## TEXTO-FONTE
+===+

Ele viajou à cidade americana para apresentar um relatório da Comissão Global de Políticas sobre Drogas, grupo do qual faz parte.
O relatório, que contém recomendações aos governos sobre como lidar com os problemas sociais decorrentes dos entorpecentes, afirma que a "guerra global" contra as drogas falhou em seu objetivo e defende a adoção de medidas como a criação de mercados regularizados para conter o crime organizado.
FHC pediu “debates no Congresso, nos governos e nas Nações Unidas” sobre o tema e disse que conversará nesta sexta-feira com o secretário-geral da ONU, Ban Ki-moon.
“Se a política (de proibição) fracassou, ela deve ser mudada. Não estamos dizendo que as drogas não fazem mal, claro que fazem mal – assim como o cigarro e o álcool. Estamos dizendo que se o usuário de drogas é um dependente, deve ir ao hospital e não à prisão”, declarou.
O ex-presidente também defendeu um mercado regulado para a maconha, citando os exemplos do cigarro e do álcool.

+===+

## INSTRUÇÕES
Por favor, resuma em duas frases o texto acima sobre o relatório da Comissão Global de Políticas sobre Drogas.

+===+

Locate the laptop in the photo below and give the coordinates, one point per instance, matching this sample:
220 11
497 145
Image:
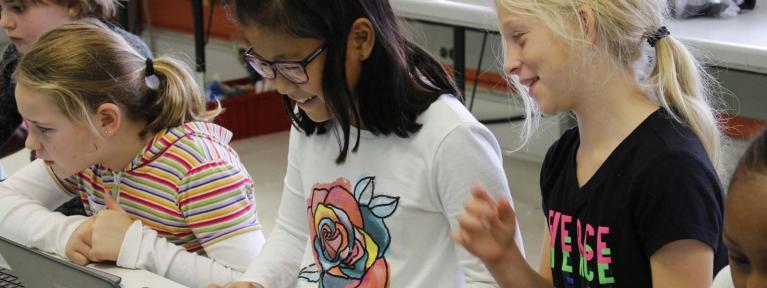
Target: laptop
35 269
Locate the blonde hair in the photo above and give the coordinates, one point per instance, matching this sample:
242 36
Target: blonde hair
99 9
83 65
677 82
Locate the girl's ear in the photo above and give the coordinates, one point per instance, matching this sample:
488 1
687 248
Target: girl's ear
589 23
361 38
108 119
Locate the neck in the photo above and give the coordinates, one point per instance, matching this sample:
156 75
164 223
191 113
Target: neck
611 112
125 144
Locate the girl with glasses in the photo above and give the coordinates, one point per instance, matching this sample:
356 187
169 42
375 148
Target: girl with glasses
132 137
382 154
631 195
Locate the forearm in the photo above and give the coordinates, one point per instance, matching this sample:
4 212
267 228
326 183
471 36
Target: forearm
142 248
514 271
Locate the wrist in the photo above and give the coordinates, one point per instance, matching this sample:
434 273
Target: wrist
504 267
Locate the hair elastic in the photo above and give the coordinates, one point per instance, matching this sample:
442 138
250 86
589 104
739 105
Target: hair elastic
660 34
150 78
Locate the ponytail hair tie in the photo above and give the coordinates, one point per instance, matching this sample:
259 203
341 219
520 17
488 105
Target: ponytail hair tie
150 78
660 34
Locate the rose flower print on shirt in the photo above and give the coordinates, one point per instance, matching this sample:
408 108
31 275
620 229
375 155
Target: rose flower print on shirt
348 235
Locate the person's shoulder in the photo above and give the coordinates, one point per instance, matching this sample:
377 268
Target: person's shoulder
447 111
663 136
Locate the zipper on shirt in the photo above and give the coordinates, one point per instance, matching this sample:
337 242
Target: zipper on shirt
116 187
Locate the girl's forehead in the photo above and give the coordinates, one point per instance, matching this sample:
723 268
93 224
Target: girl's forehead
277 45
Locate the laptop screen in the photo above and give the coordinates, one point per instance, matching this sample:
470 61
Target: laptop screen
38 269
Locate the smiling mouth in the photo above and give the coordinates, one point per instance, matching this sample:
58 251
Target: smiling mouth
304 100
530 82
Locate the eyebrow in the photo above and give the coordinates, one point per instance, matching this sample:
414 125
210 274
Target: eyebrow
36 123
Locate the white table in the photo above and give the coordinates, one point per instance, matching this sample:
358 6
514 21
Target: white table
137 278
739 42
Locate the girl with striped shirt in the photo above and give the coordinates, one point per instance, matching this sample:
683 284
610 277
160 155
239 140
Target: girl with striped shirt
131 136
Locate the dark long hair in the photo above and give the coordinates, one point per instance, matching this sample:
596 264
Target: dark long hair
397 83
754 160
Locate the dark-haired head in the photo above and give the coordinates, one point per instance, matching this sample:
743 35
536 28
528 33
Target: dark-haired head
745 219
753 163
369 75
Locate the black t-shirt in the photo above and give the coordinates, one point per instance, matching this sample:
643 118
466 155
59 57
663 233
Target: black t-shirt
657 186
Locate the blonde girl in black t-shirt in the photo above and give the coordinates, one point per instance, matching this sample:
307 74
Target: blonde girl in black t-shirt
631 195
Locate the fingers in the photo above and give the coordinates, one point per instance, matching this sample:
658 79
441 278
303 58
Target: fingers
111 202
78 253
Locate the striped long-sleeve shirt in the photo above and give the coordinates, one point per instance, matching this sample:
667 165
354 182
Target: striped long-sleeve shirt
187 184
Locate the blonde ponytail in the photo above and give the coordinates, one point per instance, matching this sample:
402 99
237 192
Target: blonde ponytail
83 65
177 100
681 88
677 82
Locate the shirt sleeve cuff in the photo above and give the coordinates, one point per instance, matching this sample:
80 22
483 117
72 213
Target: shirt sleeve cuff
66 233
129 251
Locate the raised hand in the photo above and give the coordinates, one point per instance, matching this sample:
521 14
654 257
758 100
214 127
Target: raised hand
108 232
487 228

+===+

## SOLUÇÃO DO EXERCÍCIO
FHC viajou para apresentar um relatório da Comissão Global de Políticas sobre Drogas, que afirma que a "guerra global" contra as drogas falhou em seu objetivo e defende a criação de mercados regularizados para conter o crime organizado. O ex-presidente pediu debates sobre o tema no Congresso, nos governos e nas Nações Unidas, declarou que o usuário dependente deve ir ao hospital e não à prisão e defendeu um mercado regulado para a maconha.